= Teeko =

Board game

Teeko game board

Teeko is an abstract strategy game invented by John Scarne in 1937 and rereleased in refined form in 1952 and again in the 1960s. Teeko was marketed by Scarne's company, John Scarne Games Inc.; its quirky name, he said, borrowed letters from the games Tic-tac-toe, Chess, Checkers, and Bingo.

==Standard Teeko==
Standard Teeko is also known as Teeko 44 Positions and is a game for two players.

===Equipment===
The Teeko board consists of twenty-five spaces arranged in a five-by-five grid. There are eight markers, four black and four red; in the final edition of the game (1964), the markers are marked with one to four spots similar to the standard pips on dice.

One player, "Black" plays the black markers, and the other, "Red", plays the red.

===Gameplay===
One player conceals two pawns in their closed hands, one of each color. The other player selects one hand and plays the color that is revealed.

Teeko game, won by Black for placing four in a square

1. Black moves first and places one marker on any space on the board, with the exception of the central spot on the board.
2. Red then places a marker on any unoccupied space.
3. Players continue to take turns placing markers on empty spaces until all eight markers are on the board.
4. Once all eight pieces are on the board, if neither player has won after this initial "drop" placement phase, then they move their pieces one at a time, with Black playing first.
5. A piece may be moved only to an empty space adjacent to its starting space, meaning adjacent horizontally, vertically, or diagonally, as indicated by the connecting lines on the board.

===Objective===
The object of the game is for either player to win by having all four of their markers in a straight line (vertical, horizontal, or diagonal) or on a square of four adjacent spaces. Adjacency is horizontal, vertical, or diagonal, but does not wrap around the edges of the board. The 44 positions name comes from the number of ways in which four in a row or the small square can be created.

Winning combinations in Standard Teeko (black pawns)

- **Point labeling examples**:
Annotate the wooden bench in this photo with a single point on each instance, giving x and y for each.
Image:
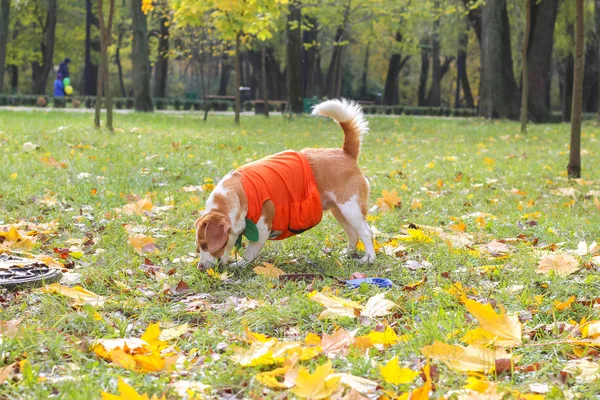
(259, 105)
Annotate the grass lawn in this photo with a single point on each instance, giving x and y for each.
(476, 181)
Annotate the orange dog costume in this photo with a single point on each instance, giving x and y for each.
(287, 180)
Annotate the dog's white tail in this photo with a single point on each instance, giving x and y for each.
(349, 115)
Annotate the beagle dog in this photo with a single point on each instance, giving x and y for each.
(286, 193)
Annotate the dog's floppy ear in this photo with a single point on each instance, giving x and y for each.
(216, 234)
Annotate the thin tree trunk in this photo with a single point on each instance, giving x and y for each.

- **What to work on**:
a – Copy the passage of the Teeko article from "2. Red then" up to and including "Black playing first.".
b – According to the Teeko article, which space on the board is Black not allowed to use for the first marker?

- **Outputs**:
a –
2. Red then places a marker on any unoccupied space.
3. Players continue to take turns placing markers on empty spaces until all eight markers are on the board.
4. Once all eight pieces are on the board, if neither player has won after this initial "drop" placement phase, then they move their pieces one at a time, with Black playing first.

b – The central spot on the board.